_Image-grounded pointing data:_

-.-.-

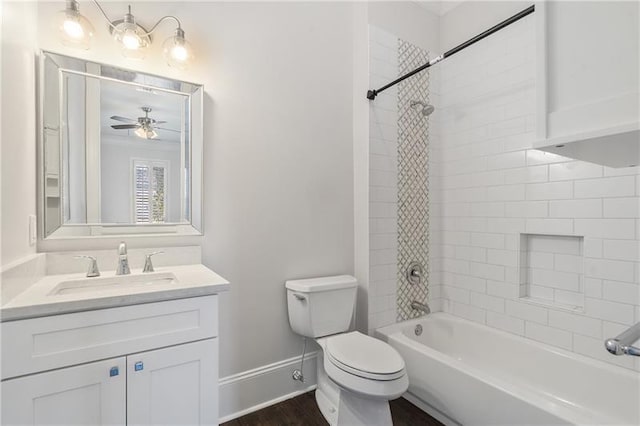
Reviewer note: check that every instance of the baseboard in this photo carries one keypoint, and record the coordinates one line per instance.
(252, 390)
(430, 410)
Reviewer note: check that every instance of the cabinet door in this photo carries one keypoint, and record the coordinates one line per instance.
(90, 394)
(176, 385)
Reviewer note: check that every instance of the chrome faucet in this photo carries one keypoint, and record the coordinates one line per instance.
(622, 344)
(421, 307)
(123, 260)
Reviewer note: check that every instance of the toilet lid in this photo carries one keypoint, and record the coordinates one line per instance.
(365, 356)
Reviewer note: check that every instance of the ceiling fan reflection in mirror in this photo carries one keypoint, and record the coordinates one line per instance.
(144, 127)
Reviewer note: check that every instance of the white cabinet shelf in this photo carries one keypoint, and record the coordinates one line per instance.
(587, 79)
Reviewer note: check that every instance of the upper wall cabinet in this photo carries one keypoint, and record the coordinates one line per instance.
(588, 73)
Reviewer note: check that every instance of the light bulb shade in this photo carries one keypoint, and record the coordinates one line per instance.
(177, 50)
(146, 132)
(74, 29)
(132, 38)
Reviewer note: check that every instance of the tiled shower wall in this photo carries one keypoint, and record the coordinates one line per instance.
(389, 57)
(488, 188)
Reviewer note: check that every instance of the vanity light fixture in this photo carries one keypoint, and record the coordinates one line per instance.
(132, 38)
(75, 30)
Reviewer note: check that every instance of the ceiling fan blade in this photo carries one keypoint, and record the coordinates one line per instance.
(119, 118)
(124, 126)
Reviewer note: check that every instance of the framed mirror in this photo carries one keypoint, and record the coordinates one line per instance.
(120, 151)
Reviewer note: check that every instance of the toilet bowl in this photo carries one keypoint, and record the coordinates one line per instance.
(357, 374)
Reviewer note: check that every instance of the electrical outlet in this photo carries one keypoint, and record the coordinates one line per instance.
(33, 229)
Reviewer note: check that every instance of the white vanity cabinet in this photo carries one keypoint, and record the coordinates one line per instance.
(153, 363)
(588, 86)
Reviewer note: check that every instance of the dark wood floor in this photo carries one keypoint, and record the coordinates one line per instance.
(303, 411)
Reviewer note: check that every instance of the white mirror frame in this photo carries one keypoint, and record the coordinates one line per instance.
(54, 231)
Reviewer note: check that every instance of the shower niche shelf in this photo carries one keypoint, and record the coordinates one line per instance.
(552, 271)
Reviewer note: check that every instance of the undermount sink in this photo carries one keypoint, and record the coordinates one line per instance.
(120, 282)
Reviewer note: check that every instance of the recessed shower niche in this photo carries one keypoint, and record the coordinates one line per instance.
(552, 270)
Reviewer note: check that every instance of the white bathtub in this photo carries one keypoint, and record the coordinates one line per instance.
(466, 373)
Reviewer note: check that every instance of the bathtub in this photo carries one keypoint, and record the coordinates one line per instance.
(466, 373)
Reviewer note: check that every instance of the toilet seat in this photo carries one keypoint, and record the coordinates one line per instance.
(364, 356)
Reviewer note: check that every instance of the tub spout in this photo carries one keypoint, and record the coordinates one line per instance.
(423, 307)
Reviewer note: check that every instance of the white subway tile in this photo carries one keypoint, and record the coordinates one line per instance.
(487, 209)
(576, 208)
(609, 269)
(506, 161)
(485, 270)
(622, 186)
(502, 289)
(489, 303)
(576, 323)
(502, 257)
(574, 170)
(622, 207)
(486, 240)
(593, 288)
(505, 323)
(549, 335)
(455, 294)
(621, 250)
(569, 263)
(621, 292)
(526, 311)
(530, 174)
(610, 311)
(606, 228)
(549, 191)
(505, 193)
(505, 225)
(554, 279)
(469, 312)
(525, 209)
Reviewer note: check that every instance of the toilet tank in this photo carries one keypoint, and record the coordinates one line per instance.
(321, 306)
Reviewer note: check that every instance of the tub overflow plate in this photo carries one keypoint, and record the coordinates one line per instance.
(415, 272)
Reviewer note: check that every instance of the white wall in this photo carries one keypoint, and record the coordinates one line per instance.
(18, 129)
(491, 188)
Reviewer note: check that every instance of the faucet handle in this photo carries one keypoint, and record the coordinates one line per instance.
(93, 265)
(148, 266)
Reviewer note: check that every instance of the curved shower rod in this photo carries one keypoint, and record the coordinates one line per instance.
(371, 94)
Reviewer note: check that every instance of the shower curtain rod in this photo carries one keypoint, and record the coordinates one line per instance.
(371, 94)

-.-.-

_Problem to solve:_ Without carrying over any picture, retype the records above word for word.

_Answer area:_
Reviewer note: check that every instance of the baseboard in this photo carries one keypoint, and record the coordinates one line per instance.
(252, 390)
(430, 410)
Reviewer note: check that every instance of the cabinet door in this photo carries one keypoint, and record the coordinates one line per instance.
(90, 394)
(176, 385)
Reviewer note: check that every instance of the chrome faucet in this photo carries one keypoint, and record the coordinates one line per instance.
(622, 344)
(421, 307)
(123, 260)
Reviewer note: check that every instance of the toilet lid in this photo carries one keypoint, and record the coordinates one line per instance.
(365, 356)
Reviewer note: check that every instance of the ceiling fan reflection in mirror in this photo carries one keypoint, and record the coordinates one line per instance.
(144, 127)
Reviewer note: check that every instance of the white cabinet shelf in this photo carries one keypoint, and record the coordinates one line per instance.
(587, 79)
Reviewer note: check that every instance of the upper wall cabinet in this photo carries one keypoint, and record the coordinates one line per instance.
(588, 73)
Reviewer note: check that every instance of the light bulb shade in this photo carries one keypoint, and record the coordinates one line per instance.
(177, 50)
(146, 132)
(74, 29)
(132, 38)
Reviewer note: check that every instance of the tiled shower wall in this photo carries one keypoint, and record the coordinates one line per instance.
(389, 57)
(488, 188)
Reviewer note: check that every instance of the vanity light fixture in this photo carries one keypoint, and record the coordinates one line per instance.
(132, 38)
(75, 30)
Reviewer note: check that every instance of the ceiling fan blade in this photo carries one keypoint, and record the coordinates one line per instance.
(119, 118)
(124, 126)
Reviewer note: check that every instance of the framed mirror in this photo carries one keypoint, and record the coordinates one line per instance.
(120, 151)
Reviewer note: check that every instance of the toilet bowl in this photo carries one keypoint, and record the coordinates one line per instance.
(357, 374)
Reviewer note: check that every instance of the electrical outlet in this photo carries one keypoint, and record the coordinates one line per instance.
(33, 229)
Reviewer note: check that every instance of the white vanity cabinet in this photo carries one keypoint, and record the coordinates one line per instance.
(153, 363)
(588, 86)
Reviewer note: check that every instance of the dark wood floor in this photo carries one keypoint, and record the coordinates one line per instance.
(303, 411)
Reviewer note: check that every instance of the white mirror frame in this photo carries one keypoint, and record the coordinates one line per instance.
(54, 231)
Reviewer note: check that every instance of the shower niche shelf in this photo carries one keypoint, and record the coordinates one line per instance.
(552, 271)
Reviewer note: check that every instance of the undermount sink in this photo carries one keypoint, and record the coordinates one line per instance.
(120, 282)
Reviewer note: check that every instance of the recessed shower niche in this photo carries one keypoint, and record the coordinates one line per instance.
(552, 270)
Reviewer note: check that every instance of the white bathtub in this photo carries one keypoint, and record the coordinates one line per instance.
(466, 373)
Reviewer note: check that every instance of the bathtub in this photo carries one keypoint, and record the coordinates one line per instance.
(466, 373)
Reviewer note: check that every instance of the toilet seat in this photo carries one keypoint, and record the coordinates one line per instance.
(364, 356)
Reviewer note: check that every instance of the tub spout in this photo carries one keypoint, and record the coordinates one line per instance.
(423, 307)
Reviewer note: check that every instance of the white subway tile in this photo carries one keypoint, and record the coordinates one line per instance.
(487, 209)
(576, 208)
(609, 269)
(506, 161)
(485, 270)
(622, 186)
(502, 289)
(489, 303)
(576, 323)
(502, 257)
(574, 170)
(622, 207)
(486, 240)
(593, 288)
(505, 323)
(549, 335)
(455, 294)
(621, 250)
(569, 263)
(621, 292)
(526, 311)
(530, 174)
(610, 311)
(606, 228)
(549, 191)
(505, 193)
(505, 225)
(554, 279)
(469, 312)
(525, 209)
Reviewer note: check that every instance of the toilet tank in this photo carries one keypoint, and record the coordinates one line per instance.
(321, 306)
Reviewer note: check that every instance of the tub overflow plate in this photo carries one keypoint, and record the coordinates one line per instance.
(415, 272)
Reviewer note: check that every instance of the white wall in this photo carries one keypoint, and record the coordinates one line per instance.
(18, 129)
(491, 188)
Reviewer note: check that every instance of the faucet handle in this photo carries one keypoint, and record the coordinates one line per instance.
(93, 265)
(148, 266)
Reviewer note: check that every instance of the curved shower rod in this photo carries one keypoint, and record the coordinates one line per instance.
(371, 94)
Reviewer note: check that every instance of the shower curtain rod in this photo carries one keypoint, and record the coordinates one line per instance.
(371, 94)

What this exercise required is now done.